▸ **AIM OF THE TASK**
Look below for the line that has "Query: woman in green shirt". Set down the lines from there through the line that has "pixel 648 501", exactly as written.

Segment Start: DATA TO PROCESS

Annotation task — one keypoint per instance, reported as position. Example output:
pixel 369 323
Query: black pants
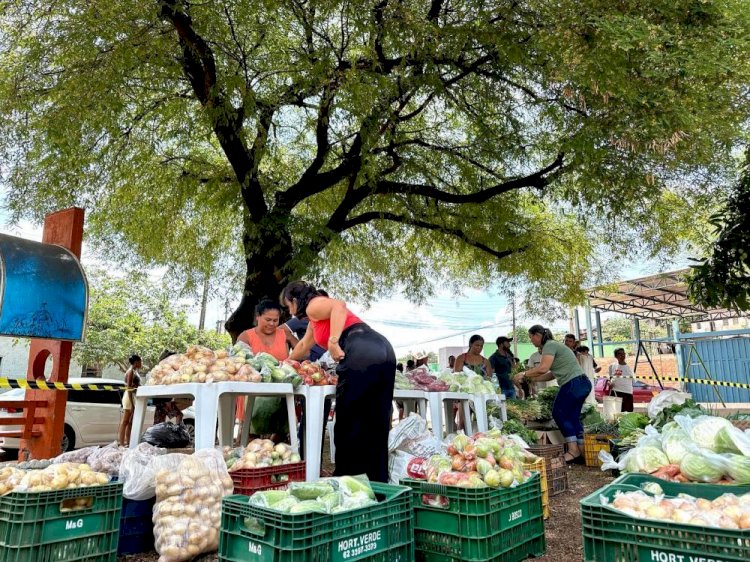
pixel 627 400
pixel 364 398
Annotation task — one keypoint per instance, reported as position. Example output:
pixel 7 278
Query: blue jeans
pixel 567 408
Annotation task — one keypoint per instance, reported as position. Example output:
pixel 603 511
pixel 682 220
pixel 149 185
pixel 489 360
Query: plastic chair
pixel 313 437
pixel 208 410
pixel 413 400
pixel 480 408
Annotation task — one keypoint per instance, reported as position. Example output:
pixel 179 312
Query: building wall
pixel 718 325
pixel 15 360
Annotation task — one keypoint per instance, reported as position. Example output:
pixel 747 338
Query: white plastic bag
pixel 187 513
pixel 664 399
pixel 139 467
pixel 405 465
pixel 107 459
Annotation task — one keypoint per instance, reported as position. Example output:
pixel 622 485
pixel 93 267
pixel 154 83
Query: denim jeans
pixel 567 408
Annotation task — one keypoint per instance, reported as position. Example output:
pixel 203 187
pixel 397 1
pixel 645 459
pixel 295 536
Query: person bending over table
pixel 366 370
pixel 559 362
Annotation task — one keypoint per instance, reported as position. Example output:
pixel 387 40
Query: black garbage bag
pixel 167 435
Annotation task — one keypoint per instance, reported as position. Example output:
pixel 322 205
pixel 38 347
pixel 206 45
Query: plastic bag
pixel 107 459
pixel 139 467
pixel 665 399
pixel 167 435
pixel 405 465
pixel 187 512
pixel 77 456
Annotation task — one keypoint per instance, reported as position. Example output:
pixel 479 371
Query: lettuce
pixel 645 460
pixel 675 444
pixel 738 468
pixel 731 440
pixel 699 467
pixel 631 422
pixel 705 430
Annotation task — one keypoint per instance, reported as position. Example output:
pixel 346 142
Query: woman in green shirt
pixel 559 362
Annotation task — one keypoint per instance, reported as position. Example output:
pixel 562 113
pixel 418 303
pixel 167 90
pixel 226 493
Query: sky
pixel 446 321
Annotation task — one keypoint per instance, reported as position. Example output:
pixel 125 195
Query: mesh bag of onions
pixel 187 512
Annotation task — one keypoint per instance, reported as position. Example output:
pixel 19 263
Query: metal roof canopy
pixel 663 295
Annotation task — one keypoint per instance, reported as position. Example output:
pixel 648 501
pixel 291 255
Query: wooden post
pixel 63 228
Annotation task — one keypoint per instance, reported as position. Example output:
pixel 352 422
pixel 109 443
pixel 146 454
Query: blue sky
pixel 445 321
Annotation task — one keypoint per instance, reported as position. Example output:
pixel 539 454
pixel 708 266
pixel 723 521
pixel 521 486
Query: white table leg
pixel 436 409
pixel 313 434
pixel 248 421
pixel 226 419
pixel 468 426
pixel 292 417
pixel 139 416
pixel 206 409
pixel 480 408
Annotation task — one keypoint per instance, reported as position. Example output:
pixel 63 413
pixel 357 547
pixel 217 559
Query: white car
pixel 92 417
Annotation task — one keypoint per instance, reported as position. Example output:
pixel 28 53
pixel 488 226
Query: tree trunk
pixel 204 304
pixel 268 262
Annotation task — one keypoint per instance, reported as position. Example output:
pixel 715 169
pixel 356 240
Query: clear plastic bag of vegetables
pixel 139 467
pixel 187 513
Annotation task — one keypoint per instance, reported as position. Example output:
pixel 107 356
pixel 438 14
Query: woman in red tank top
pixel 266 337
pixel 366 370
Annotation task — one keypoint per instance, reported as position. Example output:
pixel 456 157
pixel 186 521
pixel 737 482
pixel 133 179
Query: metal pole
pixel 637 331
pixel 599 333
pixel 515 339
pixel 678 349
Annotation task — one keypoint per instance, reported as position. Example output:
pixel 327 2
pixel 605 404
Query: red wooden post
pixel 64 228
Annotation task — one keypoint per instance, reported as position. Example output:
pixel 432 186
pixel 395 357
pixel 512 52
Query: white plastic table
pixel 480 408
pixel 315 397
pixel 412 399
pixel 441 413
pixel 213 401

Segment End: DATA TO PROCESS
Segment Start: DATA TO PROCESS

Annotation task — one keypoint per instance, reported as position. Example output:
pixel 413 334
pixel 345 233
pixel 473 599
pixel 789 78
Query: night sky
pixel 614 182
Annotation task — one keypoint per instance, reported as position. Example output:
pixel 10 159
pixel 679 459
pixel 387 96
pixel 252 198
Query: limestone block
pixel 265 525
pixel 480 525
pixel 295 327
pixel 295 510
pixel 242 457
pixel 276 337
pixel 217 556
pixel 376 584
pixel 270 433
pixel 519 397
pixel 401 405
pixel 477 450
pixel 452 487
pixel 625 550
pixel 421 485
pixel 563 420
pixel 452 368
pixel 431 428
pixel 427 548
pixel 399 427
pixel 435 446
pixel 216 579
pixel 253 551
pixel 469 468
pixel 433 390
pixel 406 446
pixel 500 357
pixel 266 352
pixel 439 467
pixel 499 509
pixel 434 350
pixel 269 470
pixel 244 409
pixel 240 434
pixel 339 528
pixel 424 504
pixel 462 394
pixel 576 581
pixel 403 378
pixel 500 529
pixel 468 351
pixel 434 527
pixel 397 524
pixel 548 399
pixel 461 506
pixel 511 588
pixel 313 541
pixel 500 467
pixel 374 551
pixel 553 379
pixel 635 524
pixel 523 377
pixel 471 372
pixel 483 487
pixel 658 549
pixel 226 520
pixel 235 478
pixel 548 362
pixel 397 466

Segment End: DATA TO PROCESS

▸ **SOLUTION TO THIS PROBLEM**
Query: woman in green shirt
pixel 559 362
Annotation task — one keypoint per instance, reported as position. Example output:
pixel 562 113
pixel 418 303
pixel 167 90
pixel 226 493
Query: sky
pixel 446 321
Annotation task — one keypoint per instance, reported as position. Example output:
pixel 125 195
Query: mesh bag of onions
pixel 187 512
Annotation task — one keypoint per instance, reported as position. Example output:
pixel 19 263
Query: metal roof canopy
pixel 663 295
Annotation task — one keypoint per instance, reported as position. Example output:
pixel 648 501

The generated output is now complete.